* Listed records
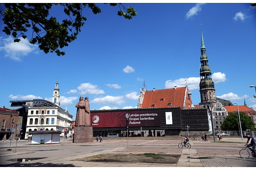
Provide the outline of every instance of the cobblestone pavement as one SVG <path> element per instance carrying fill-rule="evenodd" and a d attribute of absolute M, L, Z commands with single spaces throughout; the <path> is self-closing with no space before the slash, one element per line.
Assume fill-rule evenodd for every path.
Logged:
<path fill-rule="evenodd" d="M 72 141 L 61 141 L 59 144 L 31 145 L 28 141 L 19 141 L 15 147 L 7 151 L 9 143 L 0 142 L 0 166 L 3 167 L 256 167 L 256 159 L 240 157 L 239 151 L 246 141 L 240 139 L 226 138 L 225 142 L 208 140 L 190 141 L 190 149 L 179 148 L 181 140 L 104 140 L 102 142 L 72 143 Z M 64 142 L 64 141 L 63 141 Z M 231 143 L 233 142 L 233 143 Z M 15 143 L 16 144 L 16 143 Z M 13 144 L 15 145 L 14 144 Z M 47 151 L 47 150 L 52 150 Z M 54 150 L 56 150 L 54 151 Z M 40 152 L 44 150 L 43 152 Z M 96 162 L 70 161 L 71 160 L 108 153 L 131 153 L 179 154 L 176 164 Z M 44 159 L 24 162 L 7 161 L 14 158 L 45 157 Z"/>

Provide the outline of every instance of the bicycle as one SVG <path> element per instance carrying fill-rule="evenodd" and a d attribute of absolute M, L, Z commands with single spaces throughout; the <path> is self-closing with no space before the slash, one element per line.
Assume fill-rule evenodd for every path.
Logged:
<path fill-rule="evenodd" d="M 184 146 L 187 148 L 190 148 L 190 147 L 191 147 L 191 145 L 189 144 L 189 142 L 187 142 L 187 143 L 186 144 L 186 146 L 185 146 L 185 145 L 184 145 L 184 143 L 183 143 L 183 141 L 181 141 L 181 142 L 180 142 L 180 143 L 179 143 L 178 144 L 178 147 L 179 147 L 179 148 L 182 148 L 182 147 L 183 147 L 183 146 Z"/>
<path fill-rule="evenodd" d="M 247 145 L 244 145 L 245 146 L 245 149 L 242 149 L 240 150 L 239 152 L 239 154 L 240 155 L 241 158 L 244 158 L 244 159 L 247 159 L 249 158 L 250 157 L 250 153 L 251 153 L 252 156 L 253 156 L 253 152 L 249 148 L 252 148 L 253 147 L 246 147 Z M 254 150 L 255 150 L 254 149 Z"/>

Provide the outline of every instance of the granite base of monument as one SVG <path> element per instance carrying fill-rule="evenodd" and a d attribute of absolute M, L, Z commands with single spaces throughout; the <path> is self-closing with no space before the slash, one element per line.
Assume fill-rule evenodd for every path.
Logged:
<path fill-rule="evenodd" d="M 76 126 L 74 128 L 73 143 L 92 142 L 93 142 L 93 127 Z"/>

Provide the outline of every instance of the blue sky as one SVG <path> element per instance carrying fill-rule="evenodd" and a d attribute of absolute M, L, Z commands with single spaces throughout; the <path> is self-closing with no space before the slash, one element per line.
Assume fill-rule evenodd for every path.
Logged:
<path fill-rule="evenodd" d="M 249 88 L 256 86 L 256 7 L 124 5 L 133 6 L 137 16 L 126 20 L 116 14 L 118 7 L 108 4 L 99 4 L 102 13 L 96 15 L 85 8 L 87 20 L 77 39 L 62 49 L 64 56 L 45 54 L 28 39 L 14 43 L 0 31 L 0 107 L 10 106 L 10 100 L 52 101 L 57 79 L 61 107 L 73 120 L 81 96 L 89 97 L 91 110 L 135 108 L 144 79 L 148 90 L 184 87 L 186 82 L 198 105 L 201 24 L 216 97 L 239 105 L 245 99 L 256 108 L 255 89 Z M 61 17 L 60 8 L 52 11 Z"/>

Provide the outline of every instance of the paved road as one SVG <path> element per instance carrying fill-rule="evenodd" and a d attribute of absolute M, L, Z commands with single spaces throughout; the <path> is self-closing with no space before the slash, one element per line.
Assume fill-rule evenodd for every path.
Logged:
<path fill-rule="evenodd" d="M 256 159 L 239 155 L 246 140 L 226 138 L 223 142 L 190 141 L 190 149 L 179 148 L 181 140 L 104 140 L 102 142 L 73 143 L 61 139 L 59 144 L 33 144 L 25 140 L 0 142 L 0 166 L 58 167 L 256 167 Z M 231 143 L 234 142 L 234 143 Z M 12 150 L 7 151 L 10 147 Z M 180 155 L 177 164 L 97 162 L 71 161 L 101 153 L 154 153 Z M 39 159 L 39 158 L 40 158 Z M 17 159 L 38 159 L 20 162 Z M 14 161 L 12 161 L 12 160 Z"/>

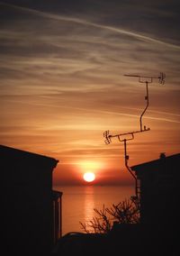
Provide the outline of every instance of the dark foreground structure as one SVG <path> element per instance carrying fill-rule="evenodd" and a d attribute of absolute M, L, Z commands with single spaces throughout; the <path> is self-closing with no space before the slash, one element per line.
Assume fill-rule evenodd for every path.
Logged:
<path fill-rule="evenodd" d="M 140 183 L 140 224 L 116 224 L 105 234 L 66 234 L 52 255 L 177 255 L 179 164 L 180 154 L 161 154 L 131 167 Z"/>
<path fill-rule="evenodd" d="M 3 255 L 50 255 L 58 238 L 58 160 L 0 145 Z"/>

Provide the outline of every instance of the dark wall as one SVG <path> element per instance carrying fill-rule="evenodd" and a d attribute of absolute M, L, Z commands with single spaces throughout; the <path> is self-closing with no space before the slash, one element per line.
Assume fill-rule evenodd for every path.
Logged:
<path fill-rule="evenodd" d="M 46 255 L 53 243 L 51 163 L 23 154 L 1 155 L 0 171 L 5 249 Z"/>

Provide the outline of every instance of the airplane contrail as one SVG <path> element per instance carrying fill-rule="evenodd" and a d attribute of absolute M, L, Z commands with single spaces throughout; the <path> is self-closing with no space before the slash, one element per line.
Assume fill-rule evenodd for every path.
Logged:
<path fill-rule="evenodd" d="M 122 115 L 122 116 L 129 116 L 132 118 L 140 118 L 140 114 L 126 114 L 122 112 L 114 112 L 114 111 L 106 111 L 106 110 L 98 110 L 98 109 L 87 109 L 84 107 L 76 107 L 76 106 L 69 106 L 69 105 L 52 105 L 52 104 L 41 104 L 41 103 L 30 103 L 23 100 L 10 100 L 11 102 L 18 102 L 25 105 L 41 105 L 41 106 L 50 106 L 55 108 L 66 108 L 66 109 L 73 109 L 73 110 L 80 110 L 85 112 L 94 112 L 94 113 L 99 113 L 99 114 L 114 114 L 114 115 Z M 157 120 L 157 121 L 163 121 L 163 122 L 168 122 L 168 123 L 180 123 L 180 121 L 178 120 L 172 120 L 166 117 L 154 117 L 154 116 L 146 116 L 146 119 L 150 120 Z"/>
<path fill-rule="evenodd" d="M 158 43 L 158 44 L 163 44 L 163 45 L 167 46 L 167 47 L 171 47 L 171 48 L 180 50 L 179 45 L 166 42 L 166 41 L 163 41 L 152 38 L 152 37 L 145 36 L 143 34 L 130 32 L 130 31 L 127 31 L 127 30 L 114 28 L 114 27 L 108 26 L 108 25 L 97 24 L 97 23 L 91 23 L 91 22 L 82 20 L 82 19 L 79 19 L 79 18 L 66 17 L 66 16 L 63 16 L 63 15 L 48 14 L 48 13 L 44 13 L 44 12 L 41 12 L 41 11 L 37 11 L 37 10 L 34 10 L 34 9 L 27 8 L 27 7 L 22 7 L 22 6 L 12 5 L 12 4 L 6 4 L 6 3 L 4 3 L 4 2 L 0 2 L 0 5 L 9 6 L 9 7 L 13 7 L 13 8 L 15 8 L 15 9 L 18 9 L 18 10 L 21 10 L 21 11 L 28 12 L 28 13 L 31 13 L 31 14 L 37 14 L 39 16 L 49 18 L 49 19 L 53 19 L 53 20 L 57 20 L 57 21 L 59 20 L 59 21 L 65 21 L 65 22 L 72 22 L 72 23 L 82 24 L 82 25 L 88 25 L 88 26 L 92 26 L 92 27 L 95 27 L 95 28 L 100 28 L 100 29 L 103 29 L 103 30 L 107 30 L 107 31 L 111 31 L 111 32 L 116 32 L 116 33 L 132 36 L 132 37 L 135 37 L 137 39 L 143 40 L 143 41 L 153 41 L 153 42 L 156 42 L 156 43 Z"/>

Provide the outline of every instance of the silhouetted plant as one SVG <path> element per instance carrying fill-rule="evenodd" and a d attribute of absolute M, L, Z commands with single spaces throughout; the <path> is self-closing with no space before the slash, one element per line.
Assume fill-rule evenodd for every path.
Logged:
<path fill-rule="evenodd" d="M 118 205 L 112 205 L 110 208 L 103 206 L 102 210 L 94 209 L 96 216 L 83 224 L 81 228 L 85 233 L 108 233 L 113 222 L 119 224 L 140 223 L 140 204 L 134 197 L 125 199 Z"/>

* What the task asks
Reproduce verbatim the lines above that begin with the line containing "Provide the outline of every instance of the dark foreground" and end with the line containing "255 L 50 255", including both of those lines.

* Correct result
Provide the outline of every instance of the dark foreground structure as one SVG <path> element per instance carrying fill-rule="evenodd" and a d attribute of absolute M, L, Z commands with single spaces throughout; the <path> is self-closing with no space before the slash, one element per line.
Assume fill-rule evenodd for every path.
Logged:
<path fill-rule="evenodd" d="M 140 183 L 140 224 L 116 224 L 105 234 L 66 234 L 52 255 L 177 255 L 179 164 L 180 154 L 161 154 L 131 167 Z"/>
<path fill-rule="evenodd" d="M 3 255 L 50 255 L 58 238 L 58 160 L 0 145 Z"/>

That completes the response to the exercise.